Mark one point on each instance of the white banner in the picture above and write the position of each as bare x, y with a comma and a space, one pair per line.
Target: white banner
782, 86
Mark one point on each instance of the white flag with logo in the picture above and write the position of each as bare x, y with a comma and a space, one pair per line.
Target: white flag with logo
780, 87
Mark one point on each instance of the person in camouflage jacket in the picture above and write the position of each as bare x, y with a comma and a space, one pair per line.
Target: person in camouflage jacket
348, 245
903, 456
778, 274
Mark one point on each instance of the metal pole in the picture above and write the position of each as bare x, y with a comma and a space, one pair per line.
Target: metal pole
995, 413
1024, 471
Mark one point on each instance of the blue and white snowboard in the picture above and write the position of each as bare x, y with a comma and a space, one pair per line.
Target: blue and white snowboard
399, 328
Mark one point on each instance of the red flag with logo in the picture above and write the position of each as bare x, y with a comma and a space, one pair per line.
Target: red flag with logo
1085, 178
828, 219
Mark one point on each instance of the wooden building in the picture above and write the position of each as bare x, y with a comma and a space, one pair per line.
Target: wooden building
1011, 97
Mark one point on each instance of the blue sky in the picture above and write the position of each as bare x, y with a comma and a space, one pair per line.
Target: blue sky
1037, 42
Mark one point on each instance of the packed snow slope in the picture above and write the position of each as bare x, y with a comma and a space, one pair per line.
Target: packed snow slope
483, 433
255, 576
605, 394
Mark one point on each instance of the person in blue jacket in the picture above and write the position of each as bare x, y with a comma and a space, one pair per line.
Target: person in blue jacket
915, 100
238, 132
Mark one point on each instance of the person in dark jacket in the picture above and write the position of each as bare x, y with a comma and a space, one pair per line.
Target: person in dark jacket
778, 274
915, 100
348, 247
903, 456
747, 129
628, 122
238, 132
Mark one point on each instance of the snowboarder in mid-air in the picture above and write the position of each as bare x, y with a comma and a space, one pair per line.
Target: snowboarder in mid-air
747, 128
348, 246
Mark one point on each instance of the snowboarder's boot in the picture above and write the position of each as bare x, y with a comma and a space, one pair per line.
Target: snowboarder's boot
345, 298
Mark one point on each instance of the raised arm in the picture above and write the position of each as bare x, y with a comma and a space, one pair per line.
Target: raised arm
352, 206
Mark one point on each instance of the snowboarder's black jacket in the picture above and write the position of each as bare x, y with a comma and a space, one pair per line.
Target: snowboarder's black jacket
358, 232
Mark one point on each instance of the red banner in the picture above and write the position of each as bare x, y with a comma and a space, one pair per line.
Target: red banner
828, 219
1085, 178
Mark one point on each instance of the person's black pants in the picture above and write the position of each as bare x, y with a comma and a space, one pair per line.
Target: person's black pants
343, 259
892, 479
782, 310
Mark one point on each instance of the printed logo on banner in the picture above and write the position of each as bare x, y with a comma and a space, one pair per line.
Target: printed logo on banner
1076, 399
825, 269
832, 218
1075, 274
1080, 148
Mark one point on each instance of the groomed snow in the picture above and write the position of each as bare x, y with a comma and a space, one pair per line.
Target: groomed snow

» **Directions for this task**:
Repeat, exactly and in full, the records shown above.

» **Expected answer**:
Mark one point on each instance of the white banner in the picture above and write the position of each as bare x, y with a comma and a space, one pair per line.
Target: white banner
782, 86
Mark one point on each instance of the white flag with logo in the picture above and write the position of each as bare x, y with a comma and a space, one pair per line.
Target: white flag with logo
780, 87
Mark one point on each instance of the person in camouflage jacket in the picture above and write the position of each as bare x, y with a comma and a space, one pair per line.
Target: person in camouflage jacket
348, 245
903, 456
778, 274
Mark one point on each instance of the metal pole in the picture above and write the position of each as bare x, y with a comma and a space, one pair per line.
Target: metal pole
995, 413
1024, 471
Mark one point on each instance of the blue and white snowboard in the picture above and write the position of each as bare x, y with a comma and a space, one pair per line.
Target: blue and white snowboard
399, 328
Mark one point on each instance of the red flag with logo in the picture above and write the position of each as bare x, y with a comma and a space, one pair per line.
Target: red flag with logo
1085, 178
828, 219
Mark one point on each instance of the wooden building in the picture above and write the position of each as bare x, y with a comma and a space, one pair per line.
Target: wooden building
1011, 97
Mark one point on each instance of the blue sky in the picture above and write the position of each as bare x, y with a comma and a space, one pair per line.
Target: blue sky
1037, 42
Mark one point on each instance of the packed snow slope in the picture above and write the position of each as bare x, y with a comma and a space, one pair per line.
Target: packed snow slope
483, 433
255, 576
605, 394
Mark one point on each instance of the person in blue jacket in the picture above and write the position of each as bare x, y with a comma and a space, one pair per line.
Target: person in blue jacket
915, 100
238, 132
Mark one point on each instance of the person in dark jacket in the picture above and write the position of each as bare x, y with a comma and a space, one pair per line.
Target: person in dark jacket
778, 274
915, 100
348, 247
903, 456
747, 129
628, 122
238, 132
Mark one point on each instance of the snowboarder in mid-air in the picture above and write the position of each as bare x, y with a comma and a space, one pair per line.
Target: snowboarder in mid-air
747, 128
348, 246
Mark one point on each instance of the snowboarder's boot in the picture above and write the position of each as bare x, y with a comma and a space, one pair per line.
Target: snowboarder's boot
345, 298
Mark one point on each instance of the raised arm in the picture above and write the position of each as bare x, y with a comma and a space, one pair per line.
Target: raised arm
352, 206
Mark one point on each instance of the snowboarder's black jacket in the picture above and write the position of each as bare x, y with a comma and a space, one pair per line.
Target: snowboarder's black jacket
358, 232
Mark one point on each instance of the red banner in the picture above and write the position of each as bare x, y with a comma and a space, one pair per line.
Target: red banner
828, 219
1085, 178
Mark one point on each instance of the person's black pants in the picture above and write the position of each as bare x, y with a comma and a space, one pair per line.
Target: person's black pants
343, 259
892, 479
782, 310
Mark one point on each instance of the printed logo on banner in the picture above and write the position of each as bare x, y with a comma and a space, one pair per line.
Target: printed logo on banner
1076, 399
825, 269
832, 218
1075, 274
1080, 148
Mark one point on each instance of the groomed snow in the picture above and write the position of each as bare x, y with a comma and a space, one pair per line.
Target: groomed snow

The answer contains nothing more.